INPUT DATA:
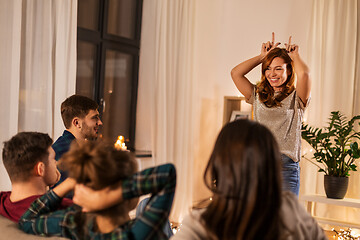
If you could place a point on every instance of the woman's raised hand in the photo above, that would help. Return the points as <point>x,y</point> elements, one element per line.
<point>266,47</point>
<point>292,49</point>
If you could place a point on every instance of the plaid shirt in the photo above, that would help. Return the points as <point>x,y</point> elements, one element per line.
<point>43,219</point>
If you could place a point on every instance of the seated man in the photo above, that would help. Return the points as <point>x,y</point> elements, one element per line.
<point>30,163</point>
<point>104,183</point>
<point>81,120</point>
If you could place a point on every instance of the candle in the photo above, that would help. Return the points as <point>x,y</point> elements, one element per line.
<point>120,143</point>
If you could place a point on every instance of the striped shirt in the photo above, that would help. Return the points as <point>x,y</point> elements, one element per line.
<point>43,219</point>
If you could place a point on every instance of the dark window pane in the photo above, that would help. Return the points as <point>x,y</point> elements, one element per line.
<point>117,94</point>
<point>122,18</point>
<point>86,53</point>
<point>88,14</point>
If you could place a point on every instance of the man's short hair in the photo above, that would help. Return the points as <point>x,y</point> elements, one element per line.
<point>97,164</point>
<point>22,152</point>
<point>76,106</point>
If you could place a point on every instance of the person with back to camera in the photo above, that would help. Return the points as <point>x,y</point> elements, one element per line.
<point>248,203</point>
<point>105,185</point>
<point>277,102</point>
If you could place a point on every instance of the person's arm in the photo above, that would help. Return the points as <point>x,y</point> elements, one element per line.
<point>238,73</point>
<point>42,218</point>
<point>160,181</point>
<point>303,84</point>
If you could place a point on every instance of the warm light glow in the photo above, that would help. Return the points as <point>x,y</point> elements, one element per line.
<point>120,143</point>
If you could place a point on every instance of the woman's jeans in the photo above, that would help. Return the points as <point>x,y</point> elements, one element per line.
<point>290,174</point>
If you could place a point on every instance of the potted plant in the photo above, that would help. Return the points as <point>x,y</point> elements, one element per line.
<point>336,150</point>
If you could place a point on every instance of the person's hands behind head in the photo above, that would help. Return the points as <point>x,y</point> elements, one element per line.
<point>292,49</point>
<point>94,200</point>
<point>65,187</point>
<point>268,46</point>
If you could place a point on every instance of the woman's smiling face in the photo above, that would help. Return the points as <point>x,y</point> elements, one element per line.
<point>276,73</point>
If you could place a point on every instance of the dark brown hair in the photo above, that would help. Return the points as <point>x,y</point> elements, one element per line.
<point>76,106</point>
<point>243,173</point>
<point>265,90</point>
<point>23,151</point>
<point>97,164</point>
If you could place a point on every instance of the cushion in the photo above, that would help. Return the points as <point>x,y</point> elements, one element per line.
<point>10,230</point>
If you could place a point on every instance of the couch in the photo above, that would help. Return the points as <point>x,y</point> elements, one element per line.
<point>9,231</point>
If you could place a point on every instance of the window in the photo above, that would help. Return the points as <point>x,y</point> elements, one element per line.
<point>108,49</point>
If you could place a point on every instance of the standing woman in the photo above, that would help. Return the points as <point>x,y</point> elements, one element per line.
<point>247,203</point>
<point>278,103</point>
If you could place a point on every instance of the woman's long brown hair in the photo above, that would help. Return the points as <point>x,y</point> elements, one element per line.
<point>243,173</point>
<point>265,90</point>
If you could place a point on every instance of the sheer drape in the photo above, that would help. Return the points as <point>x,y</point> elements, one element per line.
<point>37,66</point>
<point>332,59</point>
<point>166,88</point>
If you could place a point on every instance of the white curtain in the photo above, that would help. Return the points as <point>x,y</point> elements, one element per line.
<point>166,89</point>
<point>37,66</point>
<point>332,56</point>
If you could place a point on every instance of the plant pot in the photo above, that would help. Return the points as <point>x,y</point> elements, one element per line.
<point>335,187</point>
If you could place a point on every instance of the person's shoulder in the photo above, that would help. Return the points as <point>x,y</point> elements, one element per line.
<point>5,194</point>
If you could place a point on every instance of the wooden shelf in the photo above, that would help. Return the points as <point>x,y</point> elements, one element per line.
<point>310,200</point>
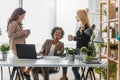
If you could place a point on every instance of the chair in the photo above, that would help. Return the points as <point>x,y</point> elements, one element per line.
<point>52,70</point>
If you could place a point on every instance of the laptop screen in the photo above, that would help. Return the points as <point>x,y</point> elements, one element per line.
<point>26,51</point>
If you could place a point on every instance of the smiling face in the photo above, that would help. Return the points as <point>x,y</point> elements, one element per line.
<point>57,35</point>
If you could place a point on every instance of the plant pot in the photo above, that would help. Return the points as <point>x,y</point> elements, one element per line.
<point>4,56</point>
<point>84,56</point>
<point>71,58</point>
<point>116,14</point>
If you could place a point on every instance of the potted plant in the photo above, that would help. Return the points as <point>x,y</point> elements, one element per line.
<point>4,48</point>
<point>84,51</point>
<point>116,11</point>
<point>114,50</point>
<point>70,53</point>
<point>103,71</point>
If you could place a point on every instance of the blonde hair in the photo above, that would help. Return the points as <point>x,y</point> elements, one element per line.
<point>82,16</point>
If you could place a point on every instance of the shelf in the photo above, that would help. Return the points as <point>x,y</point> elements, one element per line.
<point>111,59</point>
<point>111,20</point>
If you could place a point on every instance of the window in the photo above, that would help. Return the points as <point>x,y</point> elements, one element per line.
<point>41,16</point>
<point>6,8</point>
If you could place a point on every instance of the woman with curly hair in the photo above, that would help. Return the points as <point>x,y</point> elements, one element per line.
<point>51,47</point>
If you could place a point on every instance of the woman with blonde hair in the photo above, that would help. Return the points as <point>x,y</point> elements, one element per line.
<point>81,40</point>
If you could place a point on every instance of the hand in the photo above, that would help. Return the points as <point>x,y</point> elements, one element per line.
<point>70,38</point>
<point>57,46</point>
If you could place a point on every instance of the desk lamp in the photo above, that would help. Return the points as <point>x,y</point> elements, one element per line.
<point>99,39</point>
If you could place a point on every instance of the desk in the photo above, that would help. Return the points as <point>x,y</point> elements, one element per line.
<point>51,61</point>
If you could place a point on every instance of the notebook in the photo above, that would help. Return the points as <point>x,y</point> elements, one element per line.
<point>26,51</point>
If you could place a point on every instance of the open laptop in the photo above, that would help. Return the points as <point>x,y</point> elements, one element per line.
<point>26,51</point>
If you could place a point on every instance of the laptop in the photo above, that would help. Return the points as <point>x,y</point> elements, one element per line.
<point>26,51</point>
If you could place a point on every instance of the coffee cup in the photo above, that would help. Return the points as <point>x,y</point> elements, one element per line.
<point>69,37</point>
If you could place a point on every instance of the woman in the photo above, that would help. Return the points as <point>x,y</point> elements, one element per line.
<point>51,47</point>
<point>81,40</point>
<point>16,34</point>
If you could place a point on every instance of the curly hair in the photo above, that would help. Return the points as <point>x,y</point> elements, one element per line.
<point>15,14</point>
<point>57,28</point>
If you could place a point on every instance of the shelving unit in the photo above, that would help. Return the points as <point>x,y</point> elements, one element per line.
<point>110,20</point>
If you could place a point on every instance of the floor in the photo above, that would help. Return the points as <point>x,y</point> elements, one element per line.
<point>52,76</point>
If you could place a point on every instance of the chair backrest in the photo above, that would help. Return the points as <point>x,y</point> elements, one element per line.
<point>52,70</point>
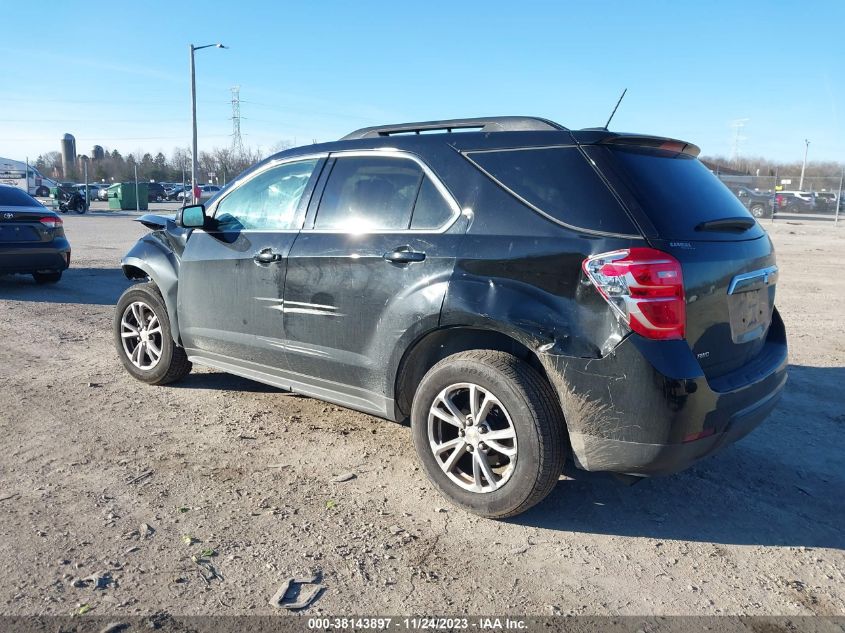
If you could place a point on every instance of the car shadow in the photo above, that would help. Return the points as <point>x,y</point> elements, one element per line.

WHAT THE EXERCISE ASKS: Recast every line of the listing above as a JSON list of strings, one string per line, omitting blank lines and leaving the pictures out.

ANSWER:
[
  "If you could place a point on every instance of the woman's raised hand in the photo above, that would help. Return the points as <point>x,y</point> elements, one element per line.",
  "<point>266,47</point>",
  "<point>292,49</point>",
  "If you could place a point on every instance of the plaid shirt in the photo above, that would help. Return the points as <point>x,y</point> elements, one element per line.",
  "<point>43,219</point>",
  "If you could place a point on every instance of the seated man in the photo above, that would help. Return the points as <point>x,y</point> elements, one element per line.",
  "<point>30,163</point>",
  "<point>104,183</point>",
  "<point>81,120</point>",
  "If you could place a point on every instance of the candle in the photo above, that would help. Return the points as <point>x,y</point> elements, one element per line.",
  "<point>120,143</point>",
  "If you could place a point on every instance of the striped shirt in the photo above, that would help. Return the points as <point>x,y</point> elements, one element per line.",
  "<point>43,219</point>",
  "If you could place a point on every instance of the dark window pane in the photo above, that would help. Return the points as <point>x,y</point> elements, one element per line.",
  "<point>117,94</point>",
  "<point>122,18</point>",
  "<point>86,53</point>",
  "<point>88,14</point>",
  "If you could place a point on every instance of the man's short hair in the photo above, that would help. Return the points as <point>x,y</point> elements, one element per line.",
  "<point>97,164</point>",
  "<point>22,152</point>",
  "<point>76,106</point>",
  "If you could place a point on every instance of the person with back to camera in the photo above, that would help. Return the points as <point>x,y</point> elements, one element per line.",
  "<point>248,203</point>",
  "<point>105,185</point>",
  "<point>277,102</point>",
  "If you could place a point on every instance of the person's arm in the photo above, that would help. Return the points as <point>x,y</point> elements, one element per line.",
  "<point>238,73</point>",
  "<point>42,218</point>",
  "<point>160,181</point>",
  "<point>303,84</point>",
  "If you could place a point on every instance of the warm light glow in the photo above, that would help. Return the points as <point>x,y</point> elements, one element per line.",
  "<point>120,143</point>",
  "If you could place a point on every instance of the woman's jeans in the photo above, that would help. Return the points as <point>x,y</point> elements, one element per line.",
  "<point>290,174</point>",
  "If you could place a point on every instance of the potted plant in the photo above, that would help. Return the points as <point>x,y</point> elements, one element per line.",
  "<point>336,150</point>",
  "If you could place a point on every instance of the person's hands behind head in the photo above, that would help. Return the points as <point>x,y</point> elements, one element per line.",
  "<point>292,49</point>",
  "<point>94,200</point>",
  "<point>65,187</point>",
  "<point>268,46</point>",
  "If you could place a point on every instance of the woman's smiling face in the photo above, that would help. Return the points as <point>x,y</point> elements, one element per line.",
  "<point>276,73</point>",
  "If you could place a point on every instance of the dark brown hair in the photo above, that would help. Return the points as <point>x,y</point> elements, one element per line.",
  "<point>76,106</point>",
  "<point>243,173</point>",
  "<point>265,90</point>",
  "<point>23,151</point>",
  "<point>97,164</point>",
  "If you could place a point on every instance of the cushion in the photo above, that would help. Return the points as <point>x,y</point> elements, one element per line.",
  "<point>10,230</point>",
  "If you could place a point on every instance of the couch in the photo above, that would help. Return the points as <point>x,y</point> elements, one element per line.",
  "<point>9,231</point>",
  "If you could place a point on every instance of the window in the photo above, that would help. Return the points as <point>x,y</point> elements, one element per line.",
  "<point>108,49</point>",
  "If you could place a point on every instance of the standing woman in the photo above, that would help. Return the points as <point>x,y</point> elements, one element per line.",
  "<point>247,203</point>",
  "<point>278,103</point>",
  "If you could place a point on every instance of the woman's long brown hair in the photo above, that would help. Return the points as <point>x,y</point> elements, one element per line.",
  "<point>243,173</point>",
  "<point>265,90</point>",
  "If you could place a point on every instance of the sheer drape in the photo above, that would help. Return the points as <point>x,y</point> elements, one element per line.",
  "<point>37,66</point>",
  "<point>332,59</point>",
  "<point>166,88</point>",
  "If you could place a point on every instance of the white curtain in the photo above, that would help. Return the points as <point>x,y</point> elements, one element per line.",
  "<point>166,89</point>",
  "<point>37,66</point>",
  "<point>332,56</point>",
  "If you could place a point on every instance of the plant pot in the photo above, that would help. Return the points as <point>x,y</point> elements, one element per line.",
  "<point>335,187</point>",
  "If you could place a point on every instance of the person's shoulder in the photo above, that would help. Return the points as <point>x,y</point> elements, one element per line.",
  "<point>5,194</point>",
  "If you could place a point on every instance of the wooden shelf in the photo above, that would help. Return the points as <point>x,y</point> elements, one element per line.",
  "<point>310,200</point>",
  "If you could place a point on every instance of the chair in the photo above, that would help. Return the points as <point>x,y</point> elements, one element per line.",
  "<point>52,70</point>",
  "If you could place a point on every instance of the laptop screen in the photo above, that would help. Return the points as <point>x,y</point> elements, one element per line.",
  "<point>26,51</point>",
  "If you could place a point on every instance of the smiling face in the photo above, that would help. Return the points as <point>x,y</point> elements, one element per line.",
  "<point>57,35</point>",
  "If you could place a point on every instance of the plant pot in the photo above, that would help. Return the points as <point>x,y</point> elements, one element per line.",
  "<point>4,56</point>",
  "<point>84,56</point>",
  "<point>71,58</point>",
  "<point>116,14</point>",
  "If you could place a point on every instance of the potted plant in the photo above, that would help. Return the points as <point>x,y</point> elements, one element per line.",
  "<point>4,48</point>",
  "<point>84,51</point>",
  "<point>116,11</point>",
  "<point>114,50</point>",
  "<point>70,53</point>",
  "<point>103,71</point>",
  "If you could place a point on every instance of the blonde hair in the photo above, that would help. Return the points as <point>x,y</point> elements, one element per line.",
  "<point>82,16</point>",
  "If you could place a point on every instance of the shelf in the photo above, that would help. Return the points as <point>x,y</point> elements, one element per line.",
  "<point>111,59</point>",
  "<point>111,20</point>",
  "If you could place a point on every instance of the window in the photo above, that would help. Return the points as <point>x,y</point> elements, one element per line.",
  "<point>41,16</point>",
  "<point>6,8</point>",
  "If you could place a point on every instance of the woman with curly hair in the photo above, that would help. Return the points as <point>x,y</point> elements, one element per line.",
  "<point>51,47</point>",
  "If you could place a point on every instance of the woman with blonde hair in the photo above, that would help. Return the points as <point>x,y</point> elements, one element per line.",
  "<point>81,40</point>",
  "If you could place a point on every instance of the hand in the photo above, that would help. Return the points as <point>x,y</point> elements, one element per line.",
  "<point>70,38</point>",
  "<point>57,46</point>",
  "If you could place a point on every instance of the desk lamp in the photo above, that would help. Return the points as <point>x,y</point> elements, one element per line.",
  "<point>99,39</point>",
  "If you could place a point on every instance of the desk in the photo above, that would help. Return the points as <point>x,y</point> elements, one element per line.",
  "<point>51,61</point>",
  "If you could place a point on every instance of the notebook in the photo above, that would help. Return the points as <point>x,y</point> elements, one element per line.",
  "<point>26,51</point>",
  "If you could place a point on every instance of the open laptop in the photo above, that would help. Return the points as <point>x,y</point> elements, one element per line.",
  "<point>26,51</point>",
  "If you could place a point on every instance of the laptop in the photo above, that would help. Return the points as <point>x,y</point> elements, one element per line.",
  "<point>26,51</point>",
  "If you could place a point on every instance of the coffee cup in the photo above, that would help. Return the points as <point>x,y</point> elements, one element per line.",
  "<point>69,37</point>",
  "If you could place a point on every instance of the woman in the photo above, that would help. Return the points as <point>x,y</point> elements, one element per line.",
  "<point>51,47</point>",
  "<point>81,40</point>",
  "<point>16,34</point>",
  "If you could place a point on every instance of the curly hair in the photo above, that would help. Return the points as <point>x,y</point> elements, one element per line.",
  "<point>15,14</point>",
  "<point>57,28</point>",
  "If you could place a point on every instance of the shelving unit in the photo above, that would help. Return the points as <point>x,y</point> elements, one element per line.",
  "<point>110,20</point>",
  "If you could place a point on every instance of the floor in the photo above, that would help. Return the points as <point>x,y</point> elements, one element per line.",
  "<point>52,76</point>",
  "If you could place a point on every instance of the chair backrest in the photo above, that would help. Return the points as <point>x,y</point> elements, one element per line.",
  "<point>52,70</point>",
  "If you could place a point on every instance of the car shadow in the photo above, that would help. Return the points as <point>x,y</point> elements, one element per line."
]